## Goal of the exercise
The entries are to be returned exactly as written.

╭─ Entries provided

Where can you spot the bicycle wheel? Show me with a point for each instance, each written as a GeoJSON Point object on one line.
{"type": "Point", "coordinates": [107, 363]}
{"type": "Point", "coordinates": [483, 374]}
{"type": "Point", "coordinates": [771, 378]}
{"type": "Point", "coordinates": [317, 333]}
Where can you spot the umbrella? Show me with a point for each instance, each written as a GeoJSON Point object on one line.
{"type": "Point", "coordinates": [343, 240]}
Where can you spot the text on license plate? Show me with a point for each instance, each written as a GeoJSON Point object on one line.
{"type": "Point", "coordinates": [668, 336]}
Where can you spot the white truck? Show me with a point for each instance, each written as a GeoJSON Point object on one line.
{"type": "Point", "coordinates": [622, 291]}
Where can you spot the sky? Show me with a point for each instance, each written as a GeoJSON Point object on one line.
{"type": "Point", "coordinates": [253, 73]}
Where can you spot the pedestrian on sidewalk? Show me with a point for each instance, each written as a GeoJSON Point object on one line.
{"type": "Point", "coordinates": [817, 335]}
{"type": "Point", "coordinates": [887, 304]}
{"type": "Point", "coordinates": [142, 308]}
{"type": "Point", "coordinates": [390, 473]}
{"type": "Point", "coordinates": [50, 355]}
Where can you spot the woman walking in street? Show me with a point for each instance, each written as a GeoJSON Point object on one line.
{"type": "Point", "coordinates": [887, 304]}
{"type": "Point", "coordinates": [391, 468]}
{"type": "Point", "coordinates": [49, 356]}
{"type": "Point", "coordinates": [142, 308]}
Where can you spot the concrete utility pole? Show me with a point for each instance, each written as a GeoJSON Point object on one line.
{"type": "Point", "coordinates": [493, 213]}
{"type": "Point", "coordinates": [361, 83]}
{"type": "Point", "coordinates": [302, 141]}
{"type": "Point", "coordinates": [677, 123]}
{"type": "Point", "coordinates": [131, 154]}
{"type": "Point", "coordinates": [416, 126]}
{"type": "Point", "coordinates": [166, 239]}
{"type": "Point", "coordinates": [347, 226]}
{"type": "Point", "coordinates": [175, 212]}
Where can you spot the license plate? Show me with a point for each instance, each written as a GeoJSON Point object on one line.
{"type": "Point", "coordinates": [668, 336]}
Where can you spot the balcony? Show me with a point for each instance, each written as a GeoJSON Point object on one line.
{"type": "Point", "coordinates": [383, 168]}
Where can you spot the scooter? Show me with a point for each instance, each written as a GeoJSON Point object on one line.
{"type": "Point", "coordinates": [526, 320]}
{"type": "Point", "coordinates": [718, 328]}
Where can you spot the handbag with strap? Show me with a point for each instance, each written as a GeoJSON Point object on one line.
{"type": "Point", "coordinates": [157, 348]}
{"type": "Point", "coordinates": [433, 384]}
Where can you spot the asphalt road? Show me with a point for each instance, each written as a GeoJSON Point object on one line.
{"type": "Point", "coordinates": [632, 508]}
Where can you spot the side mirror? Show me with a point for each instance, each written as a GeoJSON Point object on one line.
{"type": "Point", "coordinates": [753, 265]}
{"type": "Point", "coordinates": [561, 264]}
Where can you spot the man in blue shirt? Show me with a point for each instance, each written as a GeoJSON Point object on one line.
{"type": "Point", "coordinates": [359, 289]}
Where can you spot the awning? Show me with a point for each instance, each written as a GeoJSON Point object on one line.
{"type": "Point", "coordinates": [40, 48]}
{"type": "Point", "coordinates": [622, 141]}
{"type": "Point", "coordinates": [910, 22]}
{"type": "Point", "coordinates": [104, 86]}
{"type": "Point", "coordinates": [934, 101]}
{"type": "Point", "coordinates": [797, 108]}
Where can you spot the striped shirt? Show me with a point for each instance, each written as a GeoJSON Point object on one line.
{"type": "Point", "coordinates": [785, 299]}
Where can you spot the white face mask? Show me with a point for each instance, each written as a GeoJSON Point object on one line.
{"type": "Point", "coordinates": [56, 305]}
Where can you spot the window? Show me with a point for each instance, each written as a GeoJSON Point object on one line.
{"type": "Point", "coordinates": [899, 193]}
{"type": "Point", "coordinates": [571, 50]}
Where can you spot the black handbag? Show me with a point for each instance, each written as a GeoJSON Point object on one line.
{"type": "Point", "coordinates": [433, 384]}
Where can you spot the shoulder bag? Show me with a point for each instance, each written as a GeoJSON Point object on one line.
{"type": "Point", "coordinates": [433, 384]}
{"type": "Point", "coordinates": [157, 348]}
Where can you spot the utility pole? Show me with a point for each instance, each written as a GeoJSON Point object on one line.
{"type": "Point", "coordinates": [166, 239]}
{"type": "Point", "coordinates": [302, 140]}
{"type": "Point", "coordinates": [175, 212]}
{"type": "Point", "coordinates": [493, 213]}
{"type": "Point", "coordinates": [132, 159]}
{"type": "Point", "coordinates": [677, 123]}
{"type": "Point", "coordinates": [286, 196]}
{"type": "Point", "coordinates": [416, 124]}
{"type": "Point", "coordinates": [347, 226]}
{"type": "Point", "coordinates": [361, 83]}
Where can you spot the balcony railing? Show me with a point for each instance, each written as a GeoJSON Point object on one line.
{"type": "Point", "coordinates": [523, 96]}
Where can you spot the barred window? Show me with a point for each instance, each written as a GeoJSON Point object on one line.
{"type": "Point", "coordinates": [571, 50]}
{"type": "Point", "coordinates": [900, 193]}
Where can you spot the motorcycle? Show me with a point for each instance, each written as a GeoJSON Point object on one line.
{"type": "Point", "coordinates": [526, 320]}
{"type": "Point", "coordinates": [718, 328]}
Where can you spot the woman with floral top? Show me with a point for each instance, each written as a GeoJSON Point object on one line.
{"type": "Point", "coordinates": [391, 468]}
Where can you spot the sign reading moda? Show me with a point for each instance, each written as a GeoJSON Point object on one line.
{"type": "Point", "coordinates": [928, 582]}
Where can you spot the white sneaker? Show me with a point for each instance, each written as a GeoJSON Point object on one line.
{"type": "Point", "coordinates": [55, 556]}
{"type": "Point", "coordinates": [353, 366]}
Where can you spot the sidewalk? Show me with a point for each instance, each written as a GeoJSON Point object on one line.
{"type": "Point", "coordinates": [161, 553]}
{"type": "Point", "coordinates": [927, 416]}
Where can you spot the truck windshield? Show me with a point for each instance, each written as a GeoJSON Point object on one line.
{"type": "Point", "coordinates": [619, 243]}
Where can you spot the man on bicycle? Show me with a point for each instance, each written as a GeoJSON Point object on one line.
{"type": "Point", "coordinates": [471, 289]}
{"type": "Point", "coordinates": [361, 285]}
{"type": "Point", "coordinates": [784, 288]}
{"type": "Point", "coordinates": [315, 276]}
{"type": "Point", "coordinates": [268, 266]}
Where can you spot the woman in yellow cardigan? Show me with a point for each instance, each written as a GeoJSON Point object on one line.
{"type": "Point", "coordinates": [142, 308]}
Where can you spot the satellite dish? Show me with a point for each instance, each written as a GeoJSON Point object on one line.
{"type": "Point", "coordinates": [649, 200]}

╰─

## Exercise answer
Where can you spot the bicycle wheel? Show me with a point for each instance, each written as a GeoJSON Point object on one line.
{"type": "Point", "coordinates": [107, 363]}
{"type": "Point", "coordinates": [483, 374]}
{"type": "Point", "coordinates": [771, 378]}
{"type": "Point", "coordinates": [317, 333]}
Where can you spot the umbrella? Show me with a point for each instance, each written as a GeoJSON Point object on one line.
{"type": "Point", "coordinates": [343, 240]}
Where can you spot the text on license plate? Show me with a point for each instance, each written as a GeoJSON Point object on one line.
{"type": "Point", "coordinates": [668, 336]}
Where can you spot the white truck? Show me with a point for each instance, each written as a GeoJSON Point object on one line.
{"type": "Point", "coordinates": [622, 291]}
Where can you spot the sky? Show me with a point for each instance, each written as a GeoJSON Point object on one line.
{"type": "Point", "coordinates": [253, 73]}
Where can you spot the pedestrian on sidewalk? Show me with a point for each instance, each written as a GeoJSON Point object on one line.
{"type": "Point", "coordinates": [817, 335]}
{"type": "Point", "coordinates": [887, 304]}
{"type": "Point", "coordinates": [142, 308]}
{"type": "Point", "coordinates": [390, 473]}
{"type": "Point", "coordinates": [50, 355]}
Where can you spot the woman walking in street? Show me with a point for each instance, each written as a GeoJSON Point object on one line.
{"type": "Point", "coordinates": [887, 304]}
{"type": "Point", "coordinates": [391, 468]}
{"type": "Point", "coordinates": [49, 356]}
{"type": "Point", "coordinates": [142, 308]}
Where can you spot the concrete utility pole? Show me with a point for each instance, each written as a GeoJSON Point object on one line.
{"type": "Point", "coordinates": [493, 213]}
{"type": "Point", "coordinates": [361, 83]}
{"type": "Point", "coordinates": [302, 141]}
{"type": "Point", "coordinates": [677, 123]}
{"type": "Point", "coordinates": [131, 154]}
{"type": "Point", "coordinates": [416, 126]}
{"type": "Point", "coordinates": [166, 239]}
{"type": "Point", "coordinates": [347, 226]}
{"type": "Point", "coordinates": [175, 212]}
Where can you spot the license plate? Show me with a point for each instance, each written as a GeoJSON Point object on one line.
{"type": "Point", "coordinates": [668, 336]}
Where can you spot the balcony? Show me with a point for each instance, each written as a GeoJSON Point object on one line.
{"type": "Point", "coordinates": [383, 168]}
Where can you spot the scooter? Show me with a point for each instance, each written as a GeoJSON Point object on one line.
{"type": "Point", "coordinates": [526, 320]}
{"type": "Point", "coordinates": [718, 328]}
Where can you spot the handbag with strap? Show me with a point for each instance, each written as a GeoJSON Point object on one line.
{"type": "Point", "coordinates": [157, 348]}
{"type": "Point", "coordinates": [433, 384]}
Where can you spot the asphalt road? Show me with a point for each instance, each written as a GeoJSON Point object on one line.
{"type": "Point", "coordinates": [632, 508]}
Where can you spot the side mirror? Show me with a point for each instance, each written as a GeoJSON Point object on one line.
{"type": "Point", "coordinates": [753, 265]}
{"type": "Point", "coordinates": [561, 264]}
Where can you spot the man in blue shirt? Show me with a point for each instance, each written as a GeoJSON Point object on one line.
{"type": "Point", "coordinates": [359, 289]}
Where can you spot the awning? Show me with a point for each instance, each written as a GeoJSON Point object on one line.
{"type": "Point", "coordinates": [40, 48]}
{"type": "Point", "coordinates": [622, 141]}
{"type": "Point", "coordinates": [910, 22]}
{"type": "Point", "coordinates": [104, 86]}
{"type": "Point", "coordinates": [934, 101]}
{"type": "Point", "coordinates": [797, 108]}
Where can you spot the striped shirt? Show me with a point for each instance, each written as a GeoJSON Point object on one line.
{"type": "Point", "coordinates": [785, 299]}
Where can you spot the white face mask? Show me with a point for each instance, each written as a GeoJSON Point object on one line.
{"type": "Point", "coordinates": [56, 305]}
Where can you spot the window? Show me with a point for each instance, each written as a GeoJSON Point object on one line.
{"type": "Point", "coordinates": [899, 193]}
{"type": "Point", "coordinates": [571, 50]}
Where can you spot the black handbag? Show me with a point for each instance, each written as a GeoJSON Point object on one line.
{"type": "Point", "coordinates": [433, 384]}
Where can you spot the shoulder bag? Show me with a point for each instance, each written as a GeoJSON Point object on one line.
{"type": "Point", "coordinates": [433, 384]}
{"type": "Point", "coordinates": [157, 348]}
Where can you spot the utility pole? Show me with a point for each instance, each written as a GeoJSON Point object on one line.
{"type": "Point", "coordinates": [166, 239]}
{"type": "Point", "coordinates": [302, 140]}
{"type": "Point", "coordinates": [175, 212]}
{"type": "Point", "coordinates": [493, 213]}
{"type": "Point", "coordinates": [132, 159]}
{"type": "Point", "coordinates": [677, 123]}
{"type": "Point", "coordinates": [286, 196]}
{"type": "Point", "coordinates": [416, 124]}
{"type": "Point", "coordinates": [347, 226]}
{"type": "Point", "coordinates": [361, 83]}
Where can you spot the balcony railing? Show me with a point for each instance, each written as a GeoJSON Point object on one line.
{"type": "Point", "coordinates": [523, 96]}
Where can you spot the barred window? Show me with a point for each instance, each written as a GeoJSON Point object on one line.
{"type": "Point", "coordinates": [571, 50]}
{"type": "Point", "coordinates": [900, 193]}
Where can you spot the motorcycle? Show me with a point for each instance, each written as a GeoJSON Point object on one line.
{"type": "Point", "coordinates": [526, 320]}
{"type": "Point", "coordinates": [718, 328]}
Where can you spot the woman with floral top? Show me with a point for each instance, each written as a GeoJSON Point object on one line.
{"type": "Point", "coordinates": [391, 468]}
Where can you spot the sign reading moda? Show me with a point for each instance, each written as a GeoJSON Point object on one line.
{"type": "Point", "coordinates": [928, 582]}
Where can you spot the white sneaker? Show me with a point for each instance, each written as a GeoJSON Point object on one line.
{"type": "Point", "coordinates": [55, 556]}
{"type": "Point", "coordinates": [353, 366]}
Where can you spot the sidewalk? Show me with a point for each instance, each written as a GeoJSON Point object on one line.
{"type": "Point", "coordinates": [161, 553]}
{"type": "Point", "coordinates": [927, 416]}
Where can you spot the truck windshield? Show me with a point for each instance, each written as a GeoJSON Point object on one line.
{"type": "Point", "coordinates": [619, 243]}
Where can you spot the man on bicycle? Show me with a point for each instance, each written as a GeoJSON Point object on one line.
{"type": "Point", "coordinates": [471, 289]}
{"type": "Point", "coordinates": [361, 285]}
{"type": "Point", "coordinates": [784, 288]}
{"type": "Point", "coordinates": [315, 276]}
{"type": "Point", "coordinates": [268, 266]}
Where can you spot the woman in yellow cardigan? Show me with a point for each instance, each written as a GeoJSON Point object on one line.
{"type": "Point", "coordinates": [142, 308]}
Where can you spot the satellite dish? Show me with a point for each instance, each written as a GeoJSON Point object on one line.
{"type": "Point", "coordinates": [649, 200]}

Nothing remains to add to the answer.